DOCUMENT TEXT:
- First appearance: Remember Me (2013)
- Created by: Jean-Maxime Moris
- Designed by: Michel Koch
- Voiced by: EN: Kezia Burrows FR: Jessica Monceau

= Nilin (Remember Me) =

Nilin Cartier-Wells is a fictional character and the main protagonist of the action-adventure video game Remember Me, designed by Dontnod Entertainment and published by Capcom in 2013. Born as Nilin Cartier-Wells, she is an amnesiac freedom fighter recruited by a mysterious man named Edge to bring down Memorize, the corporation that created the memory-changing technology known as Sensen. During her mission, she must recover her stolen memories and expose the crimes committed by Memorize before finally setting out to bring them down.

Nilin was created by the game's creative director Jean-Maxime Moris, who conceived her as a believable character who would not be over-sexualised or ineffectual when compared to both other female characters and male characters in other games. The character has received mixed reviews. On the one hand, the character has been praised as breaking away from many stereotypes attached to female characters in video games. Others criticized her as being poorly portrayed and characterized, while a few saw her as reinforcing some of the genre's less desirable traits for such characters.

==Concept and development==
Nilin was conceived by Jean-Maxime Moris, the creative director of Remember Me. When asked in an interview why the team took the decision to make the protagonist of the game a woman, Moris stated: "It was not a decision. It was something that just felt right from the beginning. It's one of those things that we never looked at from a pure, cold marketing perspective because that would have endangered the consistency of the whole game." He also stated that he wanted to portray Nilin's private and romantic life at one point, and that making the character male might also entail making him gay, which would have presented its own problems. Another reason behind the character's gender was that they were building the story to be "much more about emotion, intimacy, identity, and the way technology would intersect those." This was designed to contrast with the traditional cyberpunk theme of transhumanism, so that it "just felt like the other side of the coin, the yin and the yang, and it just made sense to us that it would be a female character." The creators wanted Nilin to stand out, so they crafted her as having a mixed ethnic origin. This meant that the character was difficult to market, as many publishers felt that a mixed race, female character would not sell as well as the stereotypical male protagonist.

PROVIDED DATA:

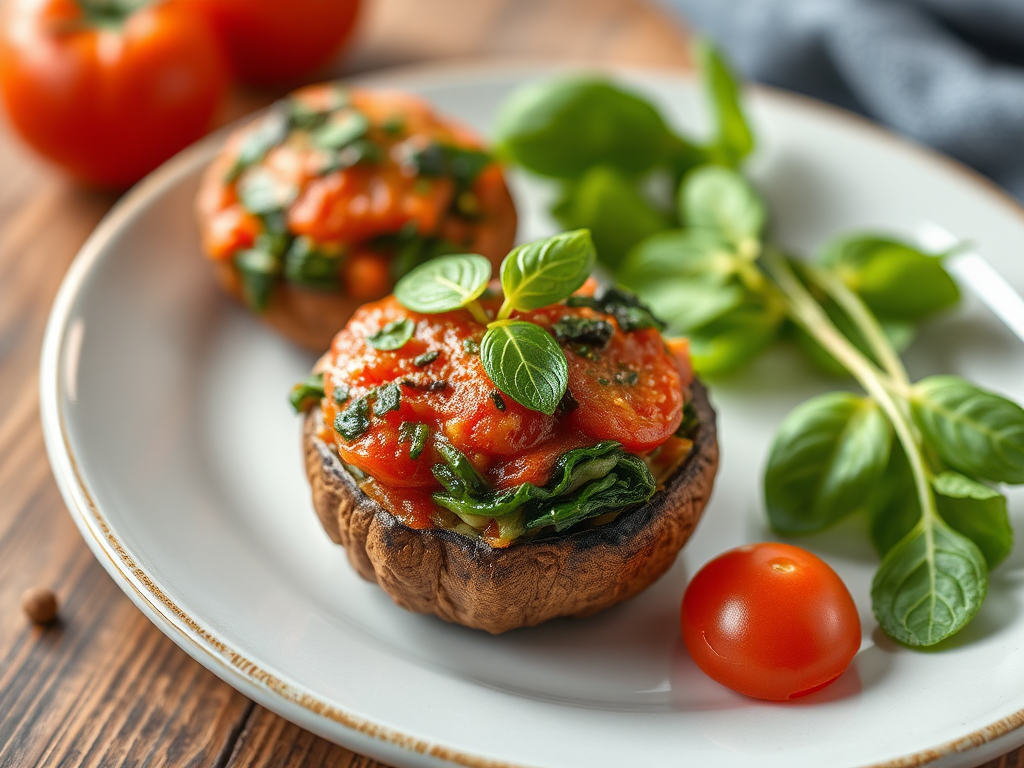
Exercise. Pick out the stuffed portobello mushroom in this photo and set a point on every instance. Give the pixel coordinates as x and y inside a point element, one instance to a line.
<point>334,194</point>
<point>503,453</point>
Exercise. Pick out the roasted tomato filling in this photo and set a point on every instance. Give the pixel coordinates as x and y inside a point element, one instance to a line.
<point>346,189</point>
<point>422,417</point>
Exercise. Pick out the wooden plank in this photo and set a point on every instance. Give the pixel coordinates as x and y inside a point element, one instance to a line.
<point>103,686</point>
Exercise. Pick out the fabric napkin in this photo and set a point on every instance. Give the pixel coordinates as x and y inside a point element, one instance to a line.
<point>946,73</point>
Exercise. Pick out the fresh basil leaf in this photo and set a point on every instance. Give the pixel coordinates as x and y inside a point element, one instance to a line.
<point>929,585</point>
<point>545,271</point>
<point>387,398</point>
<point>307,393</point>
<point>340,130</point>
<point>444,284</point>
<point>306,265</point>
<point>416,435</point>
<point>892,504</point>
<point>353,422</point>
<point>393,335</point>
<point>688,304</point>
<point>261,194</point>
<point>678,254</point>
<point>525,364</point>
<point>630,312</point>
<point>258,270</point>
<point>733,139</point>
<point>974,431</point>
<point>976,511</point>
<point>826,457</point>
<point>563,127</point>
<point>720,201</point>
<point>614,211</point>
<point>270,131</point>
<point>734,339</point>
<point>895,280</point>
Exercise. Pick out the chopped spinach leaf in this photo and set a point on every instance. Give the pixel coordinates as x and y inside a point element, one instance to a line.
<point>258,270</point>
<point>415,434</point>
<point>271,131</point>
<point>622,304</point>
<point>393,126</point>
<point>306,265</point>
<point>340,130</point>
<point>307,393</point>
<point>340,393</point>
<point>388,397</point>
<point>593,333</point>
<point>436,160</point>
<point>354,420</point>
<point>585,483</point>
<point>629,378</point>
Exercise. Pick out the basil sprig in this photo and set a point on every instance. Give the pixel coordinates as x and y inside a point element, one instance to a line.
<point>444,284</point>
<point>921,459</point>
<point>525,363</point>
<point>610,151</point>
<point>521,358</point>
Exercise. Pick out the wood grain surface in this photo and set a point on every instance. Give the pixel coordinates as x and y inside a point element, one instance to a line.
<point>102,686</point>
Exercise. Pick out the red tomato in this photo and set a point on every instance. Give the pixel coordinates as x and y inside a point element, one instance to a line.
<point>770,621</point>
<point>109,100</point>
<point>278,41</point>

REQUIREMENT 1:
Translate into Spanish this sentence from the article on Nilin: "The creators wanted Nilin to stand out, so they crafted her as having a mixed ethnic origin."
REQUIREMENT 2:
Lay out as a JSON list of strings, one string per line, the part of the records that opens with the line containing "Exercise. Pick out the fabric" and closes with the line containing "<point>946,73</point>".

OUTPUT 1:
Los creadores querían que Nilin destacara, así que la concibieron con un origen étnico mixto.

OUTPUT 2:
[
  "Exercise. Pick out the fabric napkin in this photo and set a point on every instance. Give the pixel coordinates as x and y inside a point element, one instance to a line.",
  "<point>946,73</point>"
]